Below are entries; write every one of them out again exactly.

*** Opening LISTED ENTRIES ***

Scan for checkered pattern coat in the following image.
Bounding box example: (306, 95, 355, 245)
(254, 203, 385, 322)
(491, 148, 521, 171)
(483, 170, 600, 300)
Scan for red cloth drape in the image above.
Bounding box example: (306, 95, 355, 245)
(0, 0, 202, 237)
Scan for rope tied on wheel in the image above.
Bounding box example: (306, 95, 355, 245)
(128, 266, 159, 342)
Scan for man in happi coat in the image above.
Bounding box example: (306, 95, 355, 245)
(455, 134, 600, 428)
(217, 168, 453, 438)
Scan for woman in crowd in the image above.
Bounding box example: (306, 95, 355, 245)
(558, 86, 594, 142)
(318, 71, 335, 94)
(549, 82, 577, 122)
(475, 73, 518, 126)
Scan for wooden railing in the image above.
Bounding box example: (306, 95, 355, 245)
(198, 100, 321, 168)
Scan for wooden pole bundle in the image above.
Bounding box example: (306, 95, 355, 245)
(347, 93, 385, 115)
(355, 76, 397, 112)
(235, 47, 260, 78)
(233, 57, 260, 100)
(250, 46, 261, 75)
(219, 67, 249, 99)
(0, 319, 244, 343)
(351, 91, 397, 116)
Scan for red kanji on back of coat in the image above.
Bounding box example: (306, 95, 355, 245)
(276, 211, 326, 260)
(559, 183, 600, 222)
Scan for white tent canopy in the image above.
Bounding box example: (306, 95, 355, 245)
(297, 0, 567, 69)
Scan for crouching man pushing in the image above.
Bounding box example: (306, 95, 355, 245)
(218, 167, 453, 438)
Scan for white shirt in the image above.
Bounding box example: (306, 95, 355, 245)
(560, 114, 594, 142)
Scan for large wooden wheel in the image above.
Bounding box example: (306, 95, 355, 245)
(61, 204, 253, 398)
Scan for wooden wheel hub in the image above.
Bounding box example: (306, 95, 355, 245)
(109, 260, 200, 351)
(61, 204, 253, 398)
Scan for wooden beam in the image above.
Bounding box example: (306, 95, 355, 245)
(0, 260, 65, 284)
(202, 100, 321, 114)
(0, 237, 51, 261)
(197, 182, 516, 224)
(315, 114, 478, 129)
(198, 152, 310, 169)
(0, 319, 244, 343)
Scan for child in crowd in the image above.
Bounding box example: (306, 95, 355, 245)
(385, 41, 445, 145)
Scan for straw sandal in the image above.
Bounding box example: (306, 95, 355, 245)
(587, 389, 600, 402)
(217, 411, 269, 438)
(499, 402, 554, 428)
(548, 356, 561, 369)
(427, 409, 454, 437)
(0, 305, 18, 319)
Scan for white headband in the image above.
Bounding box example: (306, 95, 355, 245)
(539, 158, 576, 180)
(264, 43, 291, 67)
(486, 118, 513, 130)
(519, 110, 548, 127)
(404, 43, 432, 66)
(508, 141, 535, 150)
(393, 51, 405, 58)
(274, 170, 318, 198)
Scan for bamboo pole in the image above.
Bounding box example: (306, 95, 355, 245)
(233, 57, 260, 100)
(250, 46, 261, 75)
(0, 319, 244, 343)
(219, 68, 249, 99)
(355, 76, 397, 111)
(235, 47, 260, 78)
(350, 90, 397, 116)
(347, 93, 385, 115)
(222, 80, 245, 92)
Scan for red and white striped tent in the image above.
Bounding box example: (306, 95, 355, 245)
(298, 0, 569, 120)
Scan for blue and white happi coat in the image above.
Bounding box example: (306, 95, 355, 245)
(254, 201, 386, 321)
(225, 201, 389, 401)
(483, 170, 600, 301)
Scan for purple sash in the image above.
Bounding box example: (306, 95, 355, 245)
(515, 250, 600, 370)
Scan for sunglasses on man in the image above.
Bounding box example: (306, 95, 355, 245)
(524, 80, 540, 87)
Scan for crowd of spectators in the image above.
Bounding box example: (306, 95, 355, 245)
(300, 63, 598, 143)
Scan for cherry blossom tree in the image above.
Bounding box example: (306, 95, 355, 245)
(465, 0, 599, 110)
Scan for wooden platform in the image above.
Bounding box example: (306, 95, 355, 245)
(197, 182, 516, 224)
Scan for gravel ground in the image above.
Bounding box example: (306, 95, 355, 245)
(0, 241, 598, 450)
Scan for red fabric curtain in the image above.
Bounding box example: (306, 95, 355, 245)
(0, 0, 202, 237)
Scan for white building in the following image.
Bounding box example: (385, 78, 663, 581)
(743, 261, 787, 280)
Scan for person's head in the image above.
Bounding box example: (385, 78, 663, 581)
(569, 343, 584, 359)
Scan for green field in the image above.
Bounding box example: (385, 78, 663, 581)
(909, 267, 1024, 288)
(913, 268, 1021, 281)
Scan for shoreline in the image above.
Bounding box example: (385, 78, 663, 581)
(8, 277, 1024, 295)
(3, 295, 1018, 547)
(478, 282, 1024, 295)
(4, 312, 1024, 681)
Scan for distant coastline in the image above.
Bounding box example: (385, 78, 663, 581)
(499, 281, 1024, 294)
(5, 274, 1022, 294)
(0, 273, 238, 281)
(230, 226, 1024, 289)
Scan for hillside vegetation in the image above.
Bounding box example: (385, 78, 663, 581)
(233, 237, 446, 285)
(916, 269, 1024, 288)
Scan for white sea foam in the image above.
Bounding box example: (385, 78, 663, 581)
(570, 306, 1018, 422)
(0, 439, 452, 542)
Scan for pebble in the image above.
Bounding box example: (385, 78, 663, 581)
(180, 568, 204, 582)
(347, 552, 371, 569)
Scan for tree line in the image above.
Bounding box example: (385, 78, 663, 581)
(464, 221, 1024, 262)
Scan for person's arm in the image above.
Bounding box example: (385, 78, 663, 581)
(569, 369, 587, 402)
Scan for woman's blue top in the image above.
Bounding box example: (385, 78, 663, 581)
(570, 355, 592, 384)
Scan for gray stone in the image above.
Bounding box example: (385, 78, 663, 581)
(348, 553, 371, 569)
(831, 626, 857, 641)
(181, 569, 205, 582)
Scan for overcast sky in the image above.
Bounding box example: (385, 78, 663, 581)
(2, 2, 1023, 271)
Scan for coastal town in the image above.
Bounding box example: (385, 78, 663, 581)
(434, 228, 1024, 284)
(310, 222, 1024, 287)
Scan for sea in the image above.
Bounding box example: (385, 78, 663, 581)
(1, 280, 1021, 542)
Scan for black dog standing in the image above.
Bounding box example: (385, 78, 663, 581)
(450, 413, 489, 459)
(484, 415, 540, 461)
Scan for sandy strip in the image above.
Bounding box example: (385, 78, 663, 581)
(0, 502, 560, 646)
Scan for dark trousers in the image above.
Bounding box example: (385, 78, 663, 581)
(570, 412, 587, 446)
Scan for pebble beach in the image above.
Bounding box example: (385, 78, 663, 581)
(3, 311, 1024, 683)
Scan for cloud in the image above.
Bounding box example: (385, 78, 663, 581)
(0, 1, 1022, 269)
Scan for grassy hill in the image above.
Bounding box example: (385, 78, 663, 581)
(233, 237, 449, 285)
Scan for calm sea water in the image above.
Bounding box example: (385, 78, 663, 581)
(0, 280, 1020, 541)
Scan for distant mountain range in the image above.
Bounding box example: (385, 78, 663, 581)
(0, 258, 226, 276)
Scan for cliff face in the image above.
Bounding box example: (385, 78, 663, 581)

*** Closing LISTED ENTRIES ***

--- ANSWER FOR THE TASK ---
Scan for checkered pattern coat in the following image.
Bounding box example: (306, 95, 355, 245)
(254, 203, 385, 322)
(491, 148, 521, 171)
(483, 170, 600, 300)
Scan for red cloth drape in the image above.
Bounding box example: (306, 95, 355, 245)
(0, 0, 202, 237)
Scan for rope tied on wheel in the image above.
Bounding box example: (306, 95, 355, 245)
(128, 266, 159, 342)
Scan for man in happi coat in the image above.
Bounding box example: (306, 95, 355, 245)
(455, 134, 600, 428)
(217, 168, 453, 438)
Scan for woman in crowd in the image above.
Bounding box example: (306, 95, 355, 245)
(558, 86, 594, 142)
(318, 71, 335, 94)
(549, 82, 577, 122)
(475, 73, 518, 126)
Scan for wooden railing in the image above.
Bounding box example: (306, 95, 355, 245)
(198, 100, 321, 168)
Scan for wooden pole bundle in the image above.
Bounding box example: (306, 95, 355, 245)
(347, 93, 385, 115)
(355, 76, 397, 112)
(235, 47, 260, 78)
(233, 57, 260, 100)
(250, 46, 261, 75)
(219, 67, 249, 99)
(0, 319, 244, 343)
(351, 91, 397, 116)
Scan for red kanji on back of coat in the image above.
Bounding box example: (306, 95, 355, 245)
(276, 211, 326, 260)
(559, 183, 600, 222)
Scan for white tent canopy in the image above.
Bounding box example: (306, 95, 355, 245)
(297, 0, 567, 69)
Scan for crouching man pushing in the image above.
Bounding box example: (306, 95, 355, 245)
(218, 167, 453, 438)
Scan for white shirt in the image above.
Bounding box example: (306, 95, 355, 245)
(560, 114, 594, 142)
Scan for large wooden wheel in the image above.
Bounding box example: (306, 95, 355, 245)
(61, 204, 253, 398)
Scan for wooden wheel hub in the image above.
Bounding box example: (306, 95, 355, 245)
(109, 260, 200, 351)
(61, 204, 253, 398)
Scan for wooden beam in the image above.
Bounding box example: (306, 95, 355, 245)
(0, 260, 65, 284)
(202, 100, 321, 114)
(0, 237, 51, 261)
(197, 182, 516, 224)
(315, 114, 478, 129)
(198, 152, 310, 169)
(0, 319, 244, 343)
Scan for child in crowd in the image above.
Bounding box example: (306, 95, 355, 245)
(385, 41, 445, 145)
Scan for straw sandal in the image above.
Bounding box example: (306, 95, 355, 245)
(587, 389, 600, 402)
(217, 411, 269, 438)
(499, 402, 554, 428)
(548, 356, 561, 369)
(427, 409, 454, 437)
(0, 305, 18, 319)
Scan for white headband in the image above.
Bounding box example: (306, 95, 355, 245)
(539, 158, 576, 180)
(264, 43, 291, 67)
(486, 118, 513, 130)
(519, 110, 548, 127)
(404, 43, 432, 66)
(508, 141, 535, 150)
(393, 51, 405, 58)
(274, 170, 318, 198)
Scan for bamboo pole in the image above.
Bounding box example: (306, 95, 355, 245)
(233, 57, 260, 100)
(250, 46, 261, 75)
(0, 319, 244, 343)
(219, 68, 249, 99)
(355, 76, 397, 111)
(235, 47, 260, 78)
(350, 90, 397, 116)
(347, 93, 385, 115)
(222, 80, 245, 92)
Scan for red and white striped tent in the image above.
Bounding box example: (306, 95, 355, 245)
(298, 0, 569, 120)
Scan for blue and white happi coat in the image above.
Bounding box example: (306, 95, 355, 245)
(254, 201, 386, 321)
(225, 201, 389, 401)
(483, 170, 600, 301)
Scan for purple sash in the image above.
Bounding box example: (306, 95, 355, 245)
(515, 250, 600, 370)
Scan for sunglasses on man in the image above.
Bounding box example: (306, 95, 355, 245)
(524, 80, 540, 87)
Scan for crowd of spectators in the image above.
Bounding box example: (306, 95, 355, 245)
(300, 63, 598, 143)
Scan for cherry blossom tree in the image above.
Bounding box example: (306, 95, 355, 245)
(465, 0, 599, 110)
Scan for wooden platform in the image above.
Bounding box example: (306, 95, 355, 245)
(197, 182, 516, 224)
Scan for gravel ground in the image above.
Bounding box example: (306, 95, 355, 245)
(0, 241, 598, 450)
Scan for red fabric curtain in the image above.
Bounding box example: (306, 95, 355, 245)
(0, 0, 202, 237)
Scan for white building in the following image.
Bounding box example: (385, 78, 663, 581)
(743, 261, 787, 280)
Scan for person's head in the image above.
Bounding box example: (385, 78, 663, 581)
(569, 343, 584, 359)
Scan for green field in the image above.
Bounding box example: (385, 78, 663, 581)
(909, 267, 1024, 288)
(913, 268, 1021, 281)
Scan for shoreline in the image above.
Bounding box example: (385, 78, 663, 581)
(8, 277, 1024, 295)
(3, 295, 1018, 547)
(478, 282, 1024, 295)
(4, 312, 1024, 681)
Scan for distant coastline in the image above.
Bounding box example: (385, 78, 663, 581)
(499, 281, 1024, 294)
(5, 274, 1022, 294)
(0, 273, 238, 281)
(230, 226, 1024, 289)
Scan for hillside vegetation in the image above.
Bounding box example: (385, 78, 663, 581)
(233, 237, 446, 285)
(916, 269, 1024, 288)
Scan for white sea foam in the image above.
Bounding box example: (385, 78, 663, 581)
(570, 306, 1018, 422)
(0, 439, 452, 542)
Scan for pebble in the image above.
Bounding box example: (385, 78, 663, 581)
(180, 568, 204, 582)
(347, 552, 371, 569)
Scan for tree line in the image above.
Bounding box example: (385, 78, 663, 581)
(464, 221, 1024, 262)
Scan for person's arm in the image above.
Bounding box example: (385, 78, 663, 581)
(569, 369, 587, 402)
Scan for woman's blue top in the image above.
Bounding box example: (385, 78, 663, 581)
(570, 355, 592, 384)
Scan for gray stone in the image above.
Bounding box example: (385, 78, 663, 581)
(348, 553, 371, 569)
(831, 626, 857, 641)
(181, 569, 205, 582)
Scan for overcast sky in the image above.
Bounding box example: (385, 78, 663, 581)
(2, 2, 1023, 271)
Scan for coastal town in the image above.
Bounding box example: (385, 78, 663, 581)
(434, 228, 1024, 284)
(310, 222, 1024, 287)
Scan for sea in the image above.
Bounding box example: (385, 78, 663, 581)
(1, 280, 1021, 542)
Scan for black dog standing in the image above.
Bounding box example: (385, 78, 663, 581)
(450, 413, 489, 459)
(484, 415, 540, 461)
Scan for sandy strip in the image above.
Bounding box example: (385, 78, 663, 581)
(0, 502, 560, 646)
Scan for dark trousers in the image above.
Bounding box example: (385, 78, 663, 581)
(570, 412, 587, 446)
Scan for pebble beach in the image above.
Bounding box example: (385, 78, 663, 581)
(3, 311, 1024, 683)
Scan for cloud in the image above.
Bounding box example: (385, 78, 663, 581)
(0, 1, 1022, 269)
Scan for grassy hill in the image above.
Bounding box example: (385, 78, 663, 581)
(233, 237, 449, 285)
Scan for calm sea water in the image above.
Bounding box example: (385, 78, 663, 581)
(0, 280, 1020, 541)
Scan for distant mountain range in the image above.
Bounding box example: (385, 78, 663, 581)
(0, 258, 226, 276)
Scan for cliff face in the image above.
Bounding box example: (385, 78, 663, 581)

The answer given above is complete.